Saved entries
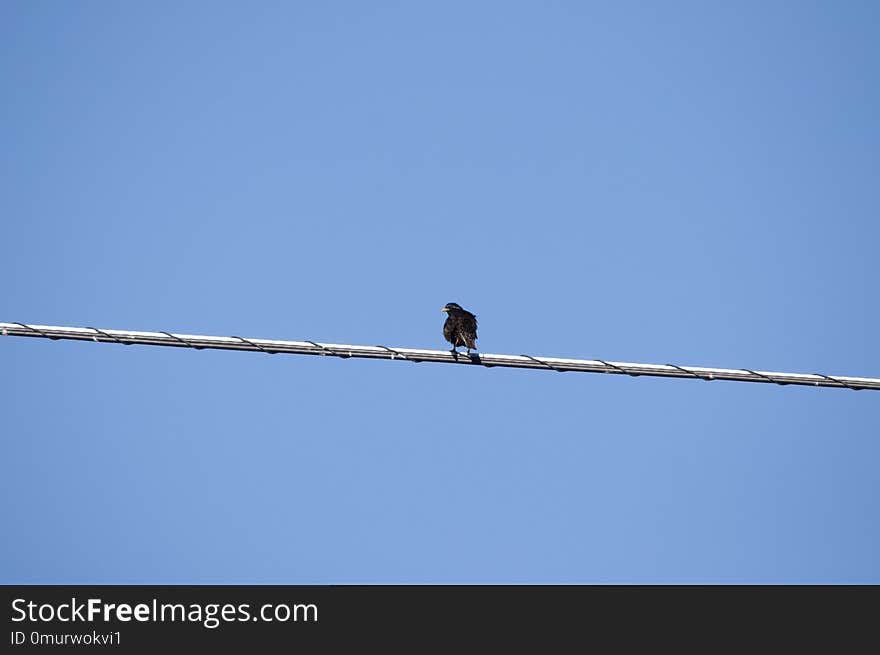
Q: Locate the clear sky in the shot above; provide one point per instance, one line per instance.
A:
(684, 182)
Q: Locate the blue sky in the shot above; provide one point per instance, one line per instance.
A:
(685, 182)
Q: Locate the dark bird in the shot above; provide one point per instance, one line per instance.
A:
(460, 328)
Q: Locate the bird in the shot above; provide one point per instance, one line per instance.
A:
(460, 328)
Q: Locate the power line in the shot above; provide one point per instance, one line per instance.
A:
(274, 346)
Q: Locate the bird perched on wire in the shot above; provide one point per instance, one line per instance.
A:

# Task objective
Pull out the lines from the one containing "Q: Locate the bird perched" through the end of the entries, and reproduce them without any change.

# Worked answer
Q: Locate the bird perched on wire in the shot above; provide one point per instance, one line per instance.
A:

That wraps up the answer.